GOAL:
Continue the piece about New Jersey's high housing costs and the Statehouse hearing, starting right after its final sentence.
-- Start of PAGE EXTRACT --
New Jersey Homes Are Out of Reach 2011, Advocates Tell Legislators
Urge Governor, Legislators to Preserve Funding for Housing Programs


At a Statehouse hearing today, housing advocates and New Jersey residents discussed the recent report that found New Jersey to be one of the most expensive places in the country for renters.   Invited guests provided the Assembly Housing and Local Government Committee with hard numbers as well as personal experiences that backed up the findings in the National Low Income Housing Coalition's Out of Reach 2011 report.  New Jersey ranked as the fourth most expensive state for renters, excluding Washington D.C.

"The families we serve struggle everyday to keep up with the high cost of their housing," said Celia Murphree Bernstein, director of operations/CFO for HomeFront, a non-profit agency providing a comprehensive network of services for the poor and homeless in Mercer County which .  "We are proud we have created 75 affordable homes in the past ten years but the climate today is making the continuation of that production almost impossible.  The need continues to grow."

The Assembly hearing allowed local residents and nonprofit developers the opportunity to share with legislators how New Jerseyans are directly affected by budget cuts to the Affordable Housing Trust Fund and funding for the State Rental Assistance Program (SRAP).  Describing the impact the development of affordable homes has on the local economy, Network Executive Board member and Paterson Habitat for Humanity Executive Director Barbara Dunn explained the return on investment.    

“I live in Bergen County and work in Passaic and those are the two most expensive counties in this state,” said Dunn. “I see the struggles of working families everyday trying to find quality, affordable places to live --  that's the inspiration for all of us in the nonprofit sector to keep fighting to bring equality of housing opportunities.  Moreover, with the collapse of the residential homebuilding sector, nonprofits are keeping the economy going and bringing tax payers to financially-stressed municipalities.  In Paterson, Habitat for Humanity has added over $23 million to the city tax rolls over the past 25 years and generates about $450,000 annually of business Paterson alone."
-- End of PAGE EXTRACT --
-- Start of RECORDED INFORMATION --
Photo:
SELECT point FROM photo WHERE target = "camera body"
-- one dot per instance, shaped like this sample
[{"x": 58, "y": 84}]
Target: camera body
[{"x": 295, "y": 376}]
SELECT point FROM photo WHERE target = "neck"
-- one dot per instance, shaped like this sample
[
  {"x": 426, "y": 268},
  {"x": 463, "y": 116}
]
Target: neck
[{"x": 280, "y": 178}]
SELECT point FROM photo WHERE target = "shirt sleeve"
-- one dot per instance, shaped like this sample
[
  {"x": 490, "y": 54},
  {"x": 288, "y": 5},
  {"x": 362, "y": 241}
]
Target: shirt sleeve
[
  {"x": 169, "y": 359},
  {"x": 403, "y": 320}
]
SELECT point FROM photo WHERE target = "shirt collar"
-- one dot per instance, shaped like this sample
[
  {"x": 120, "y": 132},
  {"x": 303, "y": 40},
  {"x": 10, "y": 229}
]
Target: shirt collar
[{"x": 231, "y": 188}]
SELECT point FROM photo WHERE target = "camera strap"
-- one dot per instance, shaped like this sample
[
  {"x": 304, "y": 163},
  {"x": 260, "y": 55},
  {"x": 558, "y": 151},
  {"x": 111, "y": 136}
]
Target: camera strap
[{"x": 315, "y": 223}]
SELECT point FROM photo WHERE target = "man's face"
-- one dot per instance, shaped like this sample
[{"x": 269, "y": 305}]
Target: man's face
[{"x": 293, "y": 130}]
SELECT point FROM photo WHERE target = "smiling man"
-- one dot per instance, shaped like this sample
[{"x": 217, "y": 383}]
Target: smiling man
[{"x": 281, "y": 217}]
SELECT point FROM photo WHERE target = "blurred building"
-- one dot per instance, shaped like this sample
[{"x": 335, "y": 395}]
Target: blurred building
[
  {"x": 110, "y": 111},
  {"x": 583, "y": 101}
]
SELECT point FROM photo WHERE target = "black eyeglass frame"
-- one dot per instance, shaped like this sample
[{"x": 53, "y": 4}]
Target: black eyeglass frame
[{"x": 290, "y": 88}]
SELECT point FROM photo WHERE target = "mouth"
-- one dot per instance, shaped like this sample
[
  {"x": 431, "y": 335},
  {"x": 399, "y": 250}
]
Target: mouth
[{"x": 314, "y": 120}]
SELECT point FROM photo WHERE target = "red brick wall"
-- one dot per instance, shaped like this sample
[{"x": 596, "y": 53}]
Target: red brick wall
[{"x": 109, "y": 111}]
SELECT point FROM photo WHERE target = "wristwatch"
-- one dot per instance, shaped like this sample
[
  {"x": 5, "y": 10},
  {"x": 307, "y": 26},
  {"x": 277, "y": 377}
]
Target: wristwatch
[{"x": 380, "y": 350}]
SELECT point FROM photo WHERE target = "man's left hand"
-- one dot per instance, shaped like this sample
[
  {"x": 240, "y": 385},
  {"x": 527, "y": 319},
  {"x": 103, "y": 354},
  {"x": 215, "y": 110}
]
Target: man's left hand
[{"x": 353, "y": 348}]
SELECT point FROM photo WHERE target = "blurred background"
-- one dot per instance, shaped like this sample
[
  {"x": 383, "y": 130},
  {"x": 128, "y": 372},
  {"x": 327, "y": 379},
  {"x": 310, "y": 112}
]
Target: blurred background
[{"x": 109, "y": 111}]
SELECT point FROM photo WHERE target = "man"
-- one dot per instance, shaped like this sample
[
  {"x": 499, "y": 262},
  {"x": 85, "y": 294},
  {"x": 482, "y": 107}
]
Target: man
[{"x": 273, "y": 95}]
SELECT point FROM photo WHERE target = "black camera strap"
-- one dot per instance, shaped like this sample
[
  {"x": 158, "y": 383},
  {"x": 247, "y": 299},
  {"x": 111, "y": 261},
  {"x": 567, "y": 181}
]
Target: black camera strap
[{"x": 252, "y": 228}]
-- End of RECORDED INFORMATION --
RESULT:
The committee hearing was part of the Housing and Community Development Network's annual lobby day which brings housing advocates together in Trenton to emphasize the need to create more affordable homes and jobs across the state.  Scores of advocates made their way to Governor Christie's office to deliver key card petitions on behalf of faith-based leaders, developers, renters, veterans, and the special needs community.  Pointing to the Out of Reach report which showed that there was a large percentage of renters unable to afford homes, the group appealed to the governor and legislators to protect the state's Affordable Housing Trust Fund and SRAP.

"The group here today come from all over the state and from a wide range of professions, incomes, and living situations." said Staci Berger, director of policy and advocacy for the Network.  "We're here today so legislators can learn exactly what's happening in the homes of their constituents.  Investing in homes and jobs in environmentally appropriate places with access to transit, by preserving the Trust Fund and funding SRAP is exactly what New Jersey’s economy needs right now.  Build more homes people can afford and they'll have more in their pockets to invest in the local economy."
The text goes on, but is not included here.